# Stereo Integrity 12 Mag v3 Re-release



## etroze (Dec 24, 2013)

I would like to give my impressions of a Stereo Integrity's 12 Mag v3
because that fact is there isn't much out there for the new re-released
model. I am by no means an expert in audio but I have gotten to listen to
many main stream sub setups like the JLW7, W6, TW5, all of Alpines
offerings, Fi BTL and Team subs, Skar Audio's offerings, Soundqubed, and
Memphis Audio as well. The JL W6 being the most comparable.

Now for a little background, I have had this sub for a couple of months now
in my 97 Acura CL which is my daily driver and it is blending great with the
rest of my equipment in this car. I went more towards a budget build finding
deals were I could and trading some equipment for other pieces as well.
Source unit is a Clarion CZ702 running to an Audio Systems X-Ion 70.6. On
the first 4 channels of the 70.6 I have HAT Imagine 6.5 set and the 5 and 6
channels are bridged together running the SI 12 Mag v3. All of it is being
ran active with the CZ702 and man I can't be more happy with the $100 spenton that head unit.

Now for the 12 Mag v3, this subwoofer is fantastic. I have it in a 1.75 ft3
enclosure tuned to 33hz off of 380wrms. I am totally blown away with how
natural sounding and transparent this sub can be and how rowdy it gets the
next. Now I loved my 12W6v2 and before owning the Mag v3 I still consider
that sub to be in my top 3 of all time cause I beat the hell out of it and
it just took it like a champ now I'm not so sure.
Now for a little breakdown.
Listening habits: Rock/classic rock mainly and R&B when my wife is in the
car.

Songs:
Atomship- Agent Orange, around the end of the song there is a huge bass linein this song and actually sounds like a 40hz test tone. I use this to see
how well a sub can produce that tone at a high volume. Its surprising how
many can't without sounding strained specially going right into kick drums
immediately after. Mag v3 handled it perfectly.

Guns and Roses-Civil War, just a great classic rock song that isn't bass
heavy but I have found on less quality subs they can really stand out in the
song and make it sound sloppy. The Mag v3 just kept up with kick drums and
really re-enforced the mids to sound really natural, like being at the
concert.

Lorde- Royals, bass line can sound really odd in this song with a lesser
quality sub again the Mag v3 blended effortlessly
There are so many other songs out there but those are the ones that stand out to me the most.
━━━━━━━━━━
* _EXERCISE DESCRIPTION_
Give each song named in the forum post about the 12 Mag v3 subwoofer, along with its artist.

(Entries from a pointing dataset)
━━━━━━━━━━
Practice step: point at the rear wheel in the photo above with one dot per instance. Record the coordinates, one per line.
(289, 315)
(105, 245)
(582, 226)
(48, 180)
━━━━━━━━━━
* _FINISHED EXERCISE_
- "Agent Orange" by Atomship
- "Civil War" by Guns and Roses
- "Royals" by Lorde